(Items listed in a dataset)
* * *

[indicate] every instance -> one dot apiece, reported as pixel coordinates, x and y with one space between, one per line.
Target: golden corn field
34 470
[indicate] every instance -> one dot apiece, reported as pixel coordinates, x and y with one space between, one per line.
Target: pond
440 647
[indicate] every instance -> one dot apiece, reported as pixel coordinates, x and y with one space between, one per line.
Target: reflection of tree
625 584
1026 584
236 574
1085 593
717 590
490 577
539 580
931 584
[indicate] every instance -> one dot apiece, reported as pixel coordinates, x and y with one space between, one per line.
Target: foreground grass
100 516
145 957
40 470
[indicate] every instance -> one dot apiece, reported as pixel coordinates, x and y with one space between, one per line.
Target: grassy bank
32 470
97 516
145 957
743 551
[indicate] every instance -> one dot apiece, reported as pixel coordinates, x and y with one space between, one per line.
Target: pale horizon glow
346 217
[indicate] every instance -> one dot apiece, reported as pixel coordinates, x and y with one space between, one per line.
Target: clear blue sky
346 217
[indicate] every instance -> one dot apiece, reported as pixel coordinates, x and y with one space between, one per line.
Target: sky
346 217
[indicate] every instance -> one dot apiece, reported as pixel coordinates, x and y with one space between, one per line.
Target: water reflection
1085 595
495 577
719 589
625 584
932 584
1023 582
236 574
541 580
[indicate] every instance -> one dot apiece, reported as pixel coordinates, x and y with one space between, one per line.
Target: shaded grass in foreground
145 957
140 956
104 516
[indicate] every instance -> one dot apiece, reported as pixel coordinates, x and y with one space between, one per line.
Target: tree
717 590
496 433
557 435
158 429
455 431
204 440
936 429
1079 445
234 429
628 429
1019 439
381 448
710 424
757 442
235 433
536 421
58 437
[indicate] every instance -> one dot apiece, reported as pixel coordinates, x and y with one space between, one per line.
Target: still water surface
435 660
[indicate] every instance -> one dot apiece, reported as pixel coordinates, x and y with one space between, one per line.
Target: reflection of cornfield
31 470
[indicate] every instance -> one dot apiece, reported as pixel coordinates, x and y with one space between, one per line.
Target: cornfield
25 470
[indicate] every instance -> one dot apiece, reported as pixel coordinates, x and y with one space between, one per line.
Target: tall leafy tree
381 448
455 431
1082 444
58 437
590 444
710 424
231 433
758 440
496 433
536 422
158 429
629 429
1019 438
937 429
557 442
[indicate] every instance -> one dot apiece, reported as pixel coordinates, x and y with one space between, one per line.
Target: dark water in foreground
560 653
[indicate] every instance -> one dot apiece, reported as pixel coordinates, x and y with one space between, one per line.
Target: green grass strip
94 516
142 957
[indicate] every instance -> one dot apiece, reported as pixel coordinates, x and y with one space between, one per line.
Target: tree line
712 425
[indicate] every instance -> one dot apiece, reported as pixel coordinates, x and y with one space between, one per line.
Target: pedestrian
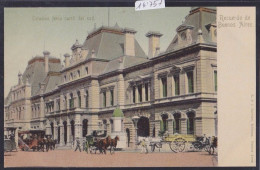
144 146
83 145
78 144
204 139
87 146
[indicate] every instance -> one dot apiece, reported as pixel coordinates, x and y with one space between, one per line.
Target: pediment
183 27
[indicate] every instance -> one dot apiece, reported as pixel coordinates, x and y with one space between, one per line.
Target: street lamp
135 120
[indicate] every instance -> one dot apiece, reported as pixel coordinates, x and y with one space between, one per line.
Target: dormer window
71 76
78 73
86 70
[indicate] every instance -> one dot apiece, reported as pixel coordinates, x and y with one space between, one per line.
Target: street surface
69 158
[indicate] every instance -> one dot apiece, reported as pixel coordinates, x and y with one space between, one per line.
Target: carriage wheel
91 151
207 148
112 150
152 147
196 146
211 150
178 145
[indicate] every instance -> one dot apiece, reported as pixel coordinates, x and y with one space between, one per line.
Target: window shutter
161 126
188 126
173 125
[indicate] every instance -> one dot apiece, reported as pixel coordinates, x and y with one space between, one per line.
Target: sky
30 31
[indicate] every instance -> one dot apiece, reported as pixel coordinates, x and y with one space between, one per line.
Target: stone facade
174 91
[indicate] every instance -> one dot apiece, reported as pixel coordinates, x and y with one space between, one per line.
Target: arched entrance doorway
72 123
84 127
65 131
164 123
191 123
52 129
143 127
58 134
176 123
128 136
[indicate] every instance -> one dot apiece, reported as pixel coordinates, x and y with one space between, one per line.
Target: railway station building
109 83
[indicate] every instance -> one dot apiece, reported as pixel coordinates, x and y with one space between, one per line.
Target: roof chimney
20 78
67 59
46 60
129 45
154 43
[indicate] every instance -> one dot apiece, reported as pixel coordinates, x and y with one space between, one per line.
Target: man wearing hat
78 144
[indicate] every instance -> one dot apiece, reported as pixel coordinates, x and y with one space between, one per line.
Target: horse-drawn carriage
100 143
35 140
9 145
177 142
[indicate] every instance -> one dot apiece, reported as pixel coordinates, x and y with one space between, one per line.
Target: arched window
164 123
52 129
85 127
191 123
86 99
79 99
71 76
65 102
177 123
71 101
78 73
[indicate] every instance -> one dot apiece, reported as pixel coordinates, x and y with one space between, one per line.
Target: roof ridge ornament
200 37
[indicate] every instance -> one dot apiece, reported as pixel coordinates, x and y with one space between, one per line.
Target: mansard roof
123 62
200 18
52 81
35 72
108 43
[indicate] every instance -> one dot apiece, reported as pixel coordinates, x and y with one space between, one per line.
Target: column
61 134
16 137
143 92
78 126
136 95
68 101
55 130
83 98
68 133
62 102
157 127
170 126
183 125
76 99
48 128
149 91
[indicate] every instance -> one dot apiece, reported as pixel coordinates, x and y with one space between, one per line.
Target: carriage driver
78 144
204 138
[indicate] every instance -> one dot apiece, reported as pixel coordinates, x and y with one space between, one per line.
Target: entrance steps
63 147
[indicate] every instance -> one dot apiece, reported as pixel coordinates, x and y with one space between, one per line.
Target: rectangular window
104 99
164 86
86 99
146 91
190 82
71 103
58 104
79 101
86 70
133 94
216 80
177 84
112 97
140 93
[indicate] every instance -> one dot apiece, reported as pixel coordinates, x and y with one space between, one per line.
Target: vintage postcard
128 87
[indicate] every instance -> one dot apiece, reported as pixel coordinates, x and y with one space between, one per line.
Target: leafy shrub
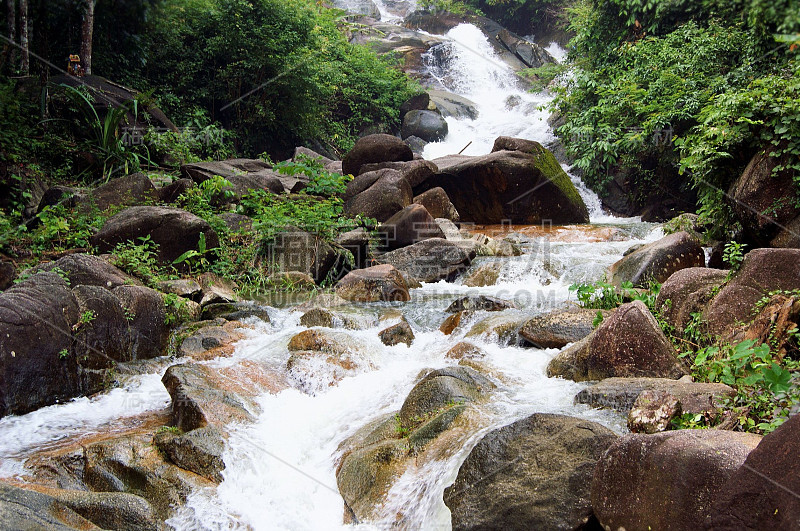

* * *

Each line of the data needs to be output exactly, with any image excluded.

### Response to the task
[indicate] every instance -> one dot apiece, reported as pixel coordinates, x and y with one space between, one per line.
Target: golden corn field
34 470
[indicate] every instance -> one dot apiece, reported as pixel coordinates, x and y with one space between, one per line.
Target: pond
440 647
[indicate] every instance -> one dot apiece, reported as pixel coordinates, x and y with one space between, one per line.
Target: reflection of tree
625 584
1026 584
236 574
1085 593
717 590
490 577
539 580
931 584
[indicate] every instance -> one dot apiece, reported as pixel coordinates, x and y with one space between, one per line.
Target: foreground grass
100 516
145 957
40 470
[indicate] every instance -> one dot apiece, reported as pixel coordinates, x and y with one space between, one per line.
Target: grassy bank
32 470
97 516
145 957
743 551
[indicate] every instance -> one dot apiece, reported as pixel coordinates, x and y with one space between, one per line.
Target: pale horizon glow
346 217
[indicate] every instance -> one dot apiece, reported as pixel coordinates, x and y with one space between, one per line.
Target: clear blue sky
346 217
[indicate] every instance -> one dot apiece, reported as pixel coordinates, x and y with one space between, one per line.
Target: sky
346 217
[indicate] every instance -> one dot apiece, reported as pixel coordinates, x and y with one space between, one per line.
Target: water reflection
1085 595
495 577
719 589
625 584
932 584
1023 582
236 574
541 580
[indicate] every instance -> one dot apiece, reported as pixel coordinates, x and y with one space between, one per line.
Target: shaded grass in foreground
145 957
140 956
104 516
[indicate] every instance -> one dot apiece, reported as pixel coordinates, x and y with one space between, one per line.
Target: tree
717 590
496 433
557 435
158 429
455 431
204 440
936 429
1079 445
234 429
628 429
1019 439
381 448
710 424
757 442
235 433
536 421
58 437
[indicate] every instance -> one dot apiece, reported as pixel coordinates, x and y with one space between, one per line.
Target: still water surface
435 660
[indicate] every instance -> one dot apiece, reported as pixel coordinates, x and y with one space between, one per line.
Target: reflection of cornfield
31 470
[indicate] every instance -> one dot apiece, reported as pixel coordinates, x and y with one space between, one per line.
Target: cornfield
25 470
[indicate] every instance -> one dot apiece, reported as pixel coordinates, x and y with one space between, one per line.
Target: tall leafy tree
381 448
455 431
1082 444
58 437
590 444
710 424
231 433
758 440
496 433
536 422
158 429
629 429
1019 438
937 429
557 442
[indicate] every instance -> one dot apiece, reported as pixel coordinates, x and y with one space between, one per line.
Target: dark water in foreground
560 653
[indicate] every instance -> one dot apiece, reported as pixel coordinates, x and y with one space between, one per line.
Target: green grass strip
94 516
142 957
[indicate] every instance -> one dot apiece, reported as pixel coordinates, x and y with one space between, one per line.
Target: tree line
712 425
[indicate] every instance -> one dot apiece, reported as pixel coordinates, x and y with one space between, one per line.
Target: pedestrian
144 146
83 145
78 144
204 139
87 146
[indicate] every instance -> one dot apiece, reported as pixel coordinates, x and y with one space between, one per line.
Target: pediment
183 27
[indicate] every instance -> one dot apiece, reported as pixel coordinates, x and y with one space between, one per line.
Target: street lamp
135 120
[indicate] every instance -> one dot apiece, reported as pixel coordinates, x and y with one space between, one per line.
Target: dormer window
71 76
78 73
86 70
[indicate] every instance -> one dot apiece, reported as pixel coordinates, x and y with one space between, one per line.
Target: street surface
69 158
[indicate] every instance -> one dot apiece, reported as pixel coordinates, x and y with one space between, one per line.
Target: carriage wheel
91 151
207 148
112 150
152 147
196 146
211 150
178 145
[indicate] every instance -> one dot apiece, reported as pixel coordinates, x and y with one space between, one per line.
Target: window shutter
161 126
188 126
173 125
[indicate] every instance -> one dot apiece, reported as pixel coordinates, x and y with one space between, one per line.
Target: sky
30 31
[indicate] every instance -> one dot apiece, reported as pixel coordinates, x and y with one space between, one per line.
Target: stone facade
174 91
[indicate] every instance -> one dot apiece, reported as pixel coordinates, x and y with one space between, one per line.
Target: arched entrance doorway
72 123
84 127
65 131
164 123
191 123
52 129
143 127
58 134
176 123
128 136
[indicate] every instance -> one dot apiece, reported as pixel coordinates, x and y with one space between, one per line.
Target: railway station building
109 83
[indicate] every instance -> one dot apiece, reported as pixel coordinates, x and y with one space between, one per line.
Target: roof chimney
20 78
67 59
46 60
129 45
154 43
[indicate] every instance -> one dot apiece, reported as pixel coordinates, x and y with one space between, one per line.
Target: man wearing hat
78 144
[indicate] every instance -> one dot apiece, reported as pixel coordinates, x and y with one space between, one per line.
Target: horse-drawn carriage
100 143
35 140
9 145
177 142
[indicate] every instance -> one dot apiece, reported as pixel coordinates, x and y with one space between, one per line.
Target: arched window
164 123
52 129
85 127
191 123
86 99
79 99
71 76
65 102
177 123
71 101
78 73
[indicate] every instance -> one dot apiece, reported as pixel coordinates, x and y with one space between, one per line.
Target: roof ridge ornament
200 37
[indicate] every instance -> one dot apiece, reported as pixel coordinates, x and y with one space between, one per line.
Target: mansard roof
123 62
200 18
52 81
35 72
108 43
[indicate] every instance -> one dot apiece, reported as pixel coordinates, x and y with one space between, one per line.
Target: column
61 134
16 137
143 92
78 126
136 95
68 101
55 130
83 98
68 133
62 102
157 127
170 126
183 125
76 99
48 128
149 91
[indicate] every instance -> one dot apiece, reported as pixel coordinates, x and y with one space between, one per line.
Target: carriage driver
78 144
204 138
[indicate] every instance -> one dot apiece, reported as pixel coordinates, x and y with one space between, one per line.
Target: entrance steps
63 147
[indicate] every instance -> one dot apiece, reported as pixel coordinates, x and y with one space between, one per line.
Target: rectangular window
104 99
164 86
86 99
146 91
190 82
71 103
58 104
79 101
86 70
133 94
216 80
177 84
112 97
140 93
[indicate] every instance -> one dot apiece, reported as pixel coordinates, x and y with one space between, one per line.
Target: vintage postcard
128 87
[indicate] every instance -> one dot apiece, reported as pixel coordinates, x and y with one space between, one per line.
Target: leafy shrub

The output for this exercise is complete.